> **EXCERPT TO READ**:
============================================================
England is a nation in decline, and as much as conservatives hope for the leadership to emerge that could stem the decline and encourage a cultural renaissance, we know in our bones that this will not, or cannot, happen. Patriotism seems to contain the seeds of its own antidote: revulsion—revulsion against what England has become. Just like Winston Smith in George Orwell's novel 1984, who dreamt of the 'Golden Country', England is for us an image far removed from the country around us. If we love that image, we have to recoil from the Real England that surrounds us in our daily lives. We feel less and less confidence that there is any real thread of connection between the Golden Country and the Real England of today. Would a conservative be prepared to fight for a country such as England today? And if so, why? Out of nostalgia? Or confusion?

Cultural pessimism means that we no longer admire the country we have become. And so we can no longer be conservative. Being conservative means resisting change. The way things have always been done seems best to a conservative. A conservative does not inhabit the realm of theory, but the practical realm of a comfortable culture: he points to the society and culture around him and hopes that politicians and their grandiose schemes will not make pointless changes that destroy that world for him. We, however, can point to nothing. Everything has already been changed, and not for the better. So we embrace the idea of change, but do so knowing that change in order to recreate the past cannot come. It is because we have become lesser people than our forbears that we, or the wider nation at any rate, no longer wish to have a great culture, to be a great nation, and so the only change that will come is more of the cultural slide downwards that we have already experienced.


Now that a great culture has been "deconstructed", we can no longer remember clearly what it was like to be English. Most of us were not around in the 1950s to remember those years ourselves; we can only garner information about that period from books or films. Those of us, like myself, brought up in the 1970s and 1980s, can remember the days before the 'chav' culture was so fully triumphant, the days before anti-social behaviour became the established norm on the less wealthy housing estates. But we are constantly told that our memories are faulty, and that that England was less vibrant, more prejudiced, more class-ridden. The truth is we are having our consciousnesses overwritten by fresh data, overwritten by the new interpretations of the past insisted on in the media and education systems.

Yet the numbers of us who have real memories, or folk memories, of a better world are relatively large. The success of historical television dramas such as Downton Abbey and lighter dramas such as the Midsomer Murders testifies to some kind of yearning for traditional Englishness. A full DVD set of All Creatures Great and Small about the life of a country vet is possibly one of the most pleasurable companions in audiovisual format. The Mad Men series set in the US in the 1960s has also attracted a great following, owing to its depiction of a world where the women were feminine, the men smoked, and social comment on race and other topics was free.

I am sure poverty was a problem in the post-war era, but I am not so sure that our economic modernisation had to go hand in hand with our social deterioration; indeed, that very deterioration of the fabric of society in turn imperils the economy, as has become abundantly clear in the current economic crisis. Countries and territories such as Japan and Hong Kong have managed to forge a path to modernity without losing their own cultural values, and it is hard to deny that we would have done well to have followed a similar approach.
============================================================
> **GIVEN RECORDS**:
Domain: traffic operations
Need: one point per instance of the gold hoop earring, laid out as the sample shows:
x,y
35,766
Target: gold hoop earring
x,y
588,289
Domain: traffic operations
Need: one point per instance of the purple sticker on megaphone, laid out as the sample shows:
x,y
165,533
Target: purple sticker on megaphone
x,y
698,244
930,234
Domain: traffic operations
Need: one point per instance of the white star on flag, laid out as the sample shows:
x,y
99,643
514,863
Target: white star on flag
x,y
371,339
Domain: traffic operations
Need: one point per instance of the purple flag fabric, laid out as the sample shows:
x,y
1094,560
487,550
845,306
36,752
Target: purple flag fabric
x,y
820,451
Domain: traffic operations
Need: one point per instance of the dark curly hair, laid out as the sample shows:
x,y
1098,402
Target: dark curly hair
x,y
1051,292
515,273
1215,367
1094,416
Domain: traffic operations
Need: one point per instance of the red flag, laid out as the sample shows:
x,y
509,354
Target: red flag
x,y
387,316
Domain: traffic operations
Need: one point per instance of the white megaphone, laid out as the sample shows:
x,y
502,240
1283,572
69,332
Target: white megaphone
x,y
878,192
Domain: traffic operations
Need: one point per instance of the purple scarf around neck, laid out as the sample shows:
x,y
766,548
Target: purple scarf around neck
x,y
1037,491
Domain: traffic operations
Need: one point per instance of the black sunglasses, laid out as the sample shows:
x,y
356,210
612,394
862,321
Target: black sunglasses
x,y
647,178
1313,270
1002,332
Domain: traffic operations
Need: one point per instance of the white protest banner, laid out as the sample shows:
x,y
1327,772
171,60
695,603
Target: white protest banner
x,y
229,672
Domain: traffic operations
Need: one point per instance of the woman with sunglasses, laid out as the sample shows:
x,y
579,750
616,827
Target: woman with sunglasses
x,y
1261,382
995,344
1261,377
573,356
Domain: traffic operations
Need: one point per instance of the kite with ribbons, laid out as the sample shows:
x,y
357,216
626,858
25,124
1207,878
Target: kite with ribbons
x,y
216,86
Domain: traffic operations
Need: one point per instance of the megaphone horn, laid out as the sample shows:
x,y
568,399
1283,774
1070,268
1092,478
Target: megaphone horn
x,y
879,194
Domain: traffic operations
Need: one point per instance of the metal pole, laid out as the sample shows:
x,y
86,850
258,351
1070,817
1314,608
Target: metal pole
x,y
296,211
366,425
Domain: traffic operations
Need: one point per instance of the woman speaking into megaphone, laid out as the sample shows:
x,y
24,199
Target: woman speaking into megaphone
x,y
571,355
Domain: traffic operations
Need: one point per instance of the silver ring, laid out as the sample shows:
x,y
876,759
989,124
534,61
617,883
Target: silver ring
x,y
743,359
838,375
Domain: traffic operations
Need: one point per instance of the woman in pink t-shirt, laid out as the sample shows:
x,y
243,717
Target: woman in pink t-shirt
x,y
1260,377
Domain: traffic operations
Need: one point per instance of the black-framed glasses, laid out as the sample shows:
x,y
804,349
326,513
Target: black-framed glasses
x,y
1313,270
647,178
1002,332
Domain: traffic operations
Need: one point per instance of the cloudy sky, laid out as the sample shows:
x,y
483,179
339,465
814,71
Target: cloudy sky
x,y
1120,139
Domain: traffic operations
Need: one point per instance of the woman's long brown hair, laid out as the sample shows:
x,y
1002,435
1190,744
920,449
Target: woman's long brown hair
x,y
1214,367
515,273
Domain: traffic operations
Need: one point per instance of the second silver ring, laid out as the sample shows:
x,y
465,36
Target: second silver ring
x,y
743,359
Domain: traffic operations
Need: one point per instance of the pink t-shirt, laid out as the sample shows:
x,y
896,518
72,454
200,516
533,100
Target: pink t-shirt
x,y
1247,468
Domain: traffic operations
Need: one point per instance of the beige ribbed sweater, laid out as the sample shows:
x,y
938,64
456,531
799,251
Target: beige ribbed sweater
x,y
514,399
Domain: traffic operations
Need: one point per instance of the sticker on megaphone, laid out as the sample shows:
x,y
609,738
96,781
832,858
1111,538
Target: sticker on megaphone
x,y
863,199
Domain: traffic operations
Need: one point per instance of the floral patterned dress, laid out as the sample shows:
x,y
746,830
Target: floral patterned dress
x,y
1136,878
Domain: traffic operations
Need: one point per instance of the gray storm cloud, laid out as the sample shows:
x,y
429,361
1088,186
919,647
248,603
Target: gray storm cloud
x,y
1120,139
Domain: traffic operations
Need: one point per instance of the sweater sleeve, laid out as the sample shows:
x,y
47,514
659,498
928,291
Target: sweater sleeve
============================================================
> **EXERCISES**:
1. Please set down the passage on England's decline word for word, everything from "Now that a great" down to "and education systems.".
2. Using the passage on England's decline, answer these:
(a) Which novel features Winston Smith and his dream of the 'Golden Country'?
(b) In which decades was the writer brought up?
(c) Which countries and territories are named as having reached modernity without losing their own cultural values?
3. Extend the passage on England's decline, picking up after its final sentence.

> **RESPONSES IN ORDER**:
1.
Now that a great culture has been "deconstructed", we can no longer remember clearly what it was like to be English. Most of us were not around in the 1950s to remember those years ourselves; we can only garner information about that period from books or films. Those of us, like myself, brought up in the 1970s and 1980s, can remember the days before the 'chav' culture was so fully triumphant, the days before anti-social behaviour became the established norm on the less wealthy housing estates. But we are constantly told that our memories are faulty, and that that England was less vibrant, more prejudiced, more class-ridden. The truth is we are having our consciousnesses overwritten by fresh data, overwritten by the new interpretations of the past insisted on in the media and education systems.

2.
(a) George Orwell's novel 1984.
(b) The 1970s and 1980s.
(c) Japan and Hong Kong.

3.
Those telling us that we have to move on because England—the Real England that surrounds us—has moved on are forgetting one important thing. Even the liberals who have encouraged social change are not happy with the country that has been created. If the promotion of equality between the sexes, anti-racism, multiculturalism, and even 'gay' equality has been as positive for society as is insisted by our current leaders, then why is society more fragmented and more violent, why are so many struggling to raise their children with healthy social values, why were so many tricked into buying overpriced properties financed by two incomes, and why have so many people spent the best part of the last decade living on social handouts? Positive change would be welcomed, almost naturally. It would not require greater and greater state intervention to prevent supposedly positive developments from overwhelming us. There has to be something wrong; it is inadequate simply to claim that change must always be welcomed.

Change creates new vested interests, people who enjoy the bread and circuses, people who feel empowered by the political focus on sex, race and sexuality, people who benefit from the huge expansion of the state. Consequently, reversing negative social trends becomes ever harder. It is easier to accept that the world has changed. Yet there is nothing wrong with pointing out that we are going in the wrong direction. Even as we do so, we know ourselves the will to dig ourselves out of the hole, or succession of holes, we are creating for ourselves is simply not there.

Just let go?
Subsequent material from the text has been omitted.